_Aim of the exercise_
In the race account, who was leading comfortably during the last few hours of the race?

_Given passage_
■ ■ ■ ■ ■

The reality was the toe nail had suffered a lot of trauma and the blister was around the base of the nail. I think this is only the third occasion I lost a toe nail running and yes the first time was when running in fire boots. I am sure the wet conditions contributed on this occasion. The change of shoes felt good I remember thinking they felt good the surface didn't feel as hard anymore i hadn't felt like that in a while. As I am a heal striker I wasn't putting the full impact into my toes and was consciously guarding the injury I guess. Importantly I was able to keep running & not realising it was anything more than a blister I put it to the back of my mind I had a few other things to think about.

I was now deviating from my fuel plan adding some sweets did I need them? Or was it just a distraction of sorts?  In the background Audrey was crunching a few numbers telling me if I continue at a certain pace for the remainder of the event I would reach the automatic qualifier for a certain event. Or If I did this I would reach the Irish qualifying standard for the 24hr team. I wasn't all that focused on looking that far ahead my race was just me and now my goals were lap to lap at one point my leg nearly buckled beneath me I was close to my crew so stoped and sat maybe a minute had a drink I think it was nothing more than misjudging a slight step on the course.

I guess I started the race thinking running Sparthathlon 3 weeks previous would have a big effect on my race. I thought physically I mightn't be up for the 24hr but I think mentally the doubts in my head where every bit as a big a stumbling block. 

The last few hours of the race I focused hard maintaining and improving my performance. I knew Ed was leading comfortably followed by Aidan. Eoin Keith had sadly droped out early in the day as had Alistair at some point after that. 

While I didn't know my position In the race I knew I wasn't going to be in the medals so the focus was as it always had been bit by bit keep moving. There are many ways to do a 24hr race and with a few hours remaining I was now preforming steady & progressing well lap by lap 

While for some people they were at there low point now walking & all of us wishing for the 24hr claxon to sound. I remember with a few hrs to go Audrey giving me lots of goals & targets to hit some I felt totally unrealistic it's just we had two different view points if I was hurting the numbers made less sense if I was preforming then  I looked at everything  differently.  I told Noah tell mom small goals step by step. 

Not long left on the clock and Audrey was playing the mind games 7 more laps needed?  I was a little annoyed as it was a big ask in the time remaining. The final minutes were counting down & I was putting in some fast laps. Fast for this stage of a 24hr race that is.

■ ■ ■ ■ ■

_Dataset entries_
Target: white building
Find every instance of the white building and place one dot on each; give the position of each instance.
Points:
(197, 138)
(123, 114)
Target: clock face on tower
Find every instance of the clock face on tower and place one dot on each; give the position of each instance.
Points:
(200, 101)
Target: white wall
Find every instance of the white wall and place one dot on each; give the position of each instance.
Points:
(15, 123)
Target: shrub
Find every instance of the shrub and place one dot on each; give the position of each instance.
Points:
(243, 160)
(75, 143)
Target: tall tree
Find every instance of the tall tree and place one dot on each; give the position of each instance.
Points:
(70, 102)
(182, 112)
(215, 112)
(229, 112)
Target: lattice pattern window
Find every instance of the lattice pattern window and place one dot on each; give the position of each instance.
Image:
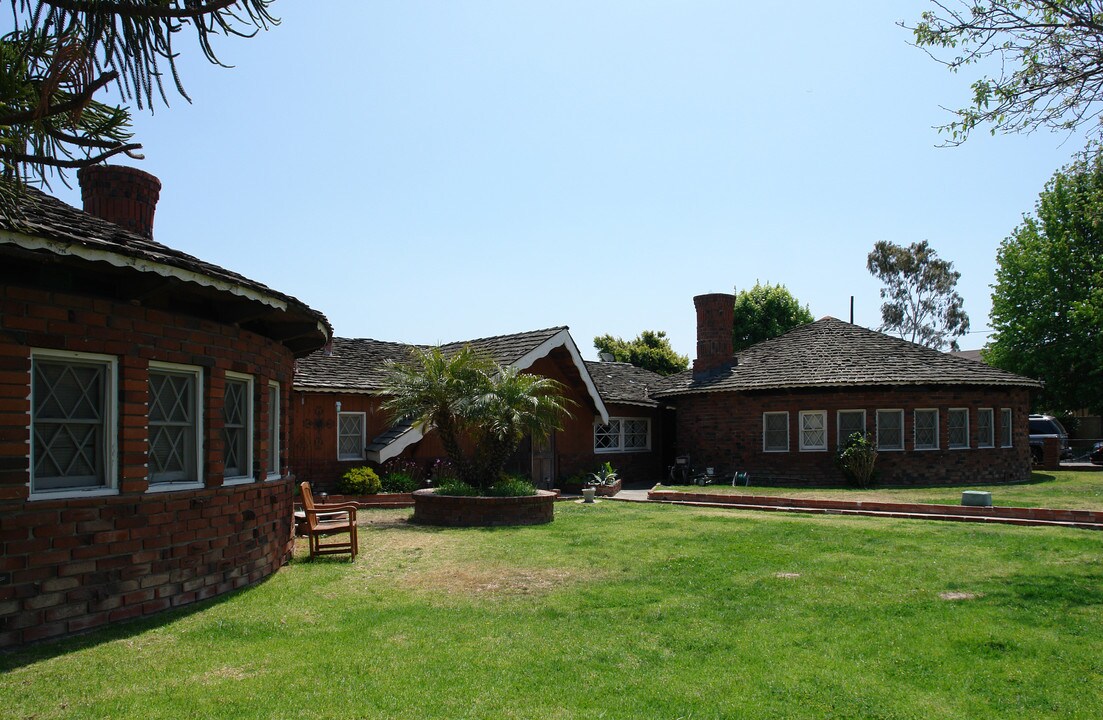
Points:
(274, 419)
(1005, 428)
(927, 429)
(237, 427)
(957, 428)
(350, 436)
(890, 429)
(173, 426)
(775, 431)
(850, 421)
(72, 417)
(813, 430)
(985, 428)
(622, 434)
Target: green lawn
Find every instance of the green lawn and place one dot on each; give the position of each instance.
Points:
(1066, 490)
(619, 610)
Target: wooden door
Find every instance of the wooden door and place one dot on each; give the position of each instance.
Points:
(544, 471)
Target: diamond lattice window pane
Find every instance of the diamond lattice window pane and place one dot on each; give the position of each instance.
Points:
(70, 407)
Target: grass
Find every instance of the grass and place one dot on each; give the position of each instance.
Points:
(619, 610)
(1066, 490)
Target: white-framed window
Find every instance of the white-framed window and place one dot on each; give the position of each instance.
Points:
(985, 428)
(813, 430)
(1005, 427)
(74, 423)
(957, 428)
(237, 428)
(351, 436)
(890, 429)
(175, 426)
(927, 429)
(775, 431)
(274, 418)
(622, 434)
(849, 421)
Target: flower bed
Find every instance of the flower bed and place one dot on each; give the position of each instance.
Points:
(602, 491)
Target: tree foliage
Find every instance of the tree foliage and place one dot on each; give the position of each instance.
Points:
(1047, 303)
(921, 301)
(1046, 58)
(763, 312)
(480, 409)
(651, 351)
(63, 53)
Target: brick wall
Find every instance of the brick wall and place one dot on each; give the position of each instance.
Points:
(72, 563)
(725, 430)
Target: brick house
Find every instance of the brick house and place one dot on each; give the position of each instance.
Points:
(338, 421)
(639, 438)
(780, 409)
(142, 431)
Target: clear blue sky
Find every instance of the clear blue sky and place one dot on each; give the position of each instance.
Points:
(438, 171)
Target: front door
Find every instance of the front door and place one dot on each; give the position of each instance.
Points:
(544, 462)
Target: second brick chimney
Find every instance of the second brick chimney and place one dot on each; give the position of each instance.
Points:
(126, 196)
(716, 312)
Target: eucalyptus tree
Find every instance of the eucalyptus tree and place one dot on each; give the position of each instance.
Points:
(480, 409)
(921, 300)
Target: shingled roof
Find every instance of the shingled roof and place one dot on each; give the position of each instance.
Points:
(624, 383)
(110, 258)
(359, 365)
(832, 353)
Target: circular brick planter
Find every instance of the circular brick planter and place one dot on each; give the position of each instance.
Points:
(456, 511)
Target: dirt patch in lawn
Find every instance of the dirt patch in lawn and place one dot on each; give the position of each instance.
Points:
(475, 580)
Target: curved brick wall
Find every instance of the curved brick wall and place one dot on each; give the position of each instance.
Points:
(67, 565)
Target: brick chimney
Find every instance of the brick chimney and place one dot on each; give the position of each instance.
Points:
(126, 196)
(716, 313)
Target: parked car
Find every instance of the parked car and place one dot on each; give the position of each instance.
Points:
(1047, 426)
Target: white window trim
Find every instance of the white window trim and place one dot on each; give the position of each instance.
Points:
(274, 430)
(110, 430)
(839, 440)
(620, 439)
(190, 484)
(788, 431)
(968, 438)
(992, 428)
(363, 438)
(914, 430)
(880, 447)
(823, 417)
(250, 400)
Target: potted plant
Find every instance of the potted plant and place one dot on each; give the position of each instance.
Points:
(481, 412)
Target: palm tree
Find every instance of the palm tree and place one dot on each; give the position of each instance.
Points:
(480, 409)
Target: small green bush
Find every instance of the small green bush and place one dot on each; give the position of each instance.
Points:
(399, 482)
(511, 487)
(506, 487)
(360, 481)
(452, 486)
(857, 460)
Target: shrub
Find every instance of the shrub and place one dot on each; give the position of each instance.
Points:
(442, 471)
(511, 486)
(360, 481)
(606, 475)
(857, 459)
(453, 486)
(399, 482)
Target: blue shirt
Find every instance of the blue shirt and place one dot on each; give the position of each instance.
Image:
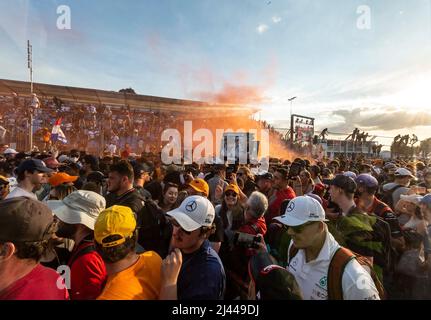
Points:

■ ■ ■ ■ ■

_Task solution_
Ed was leading comfortably, followed by Aidan.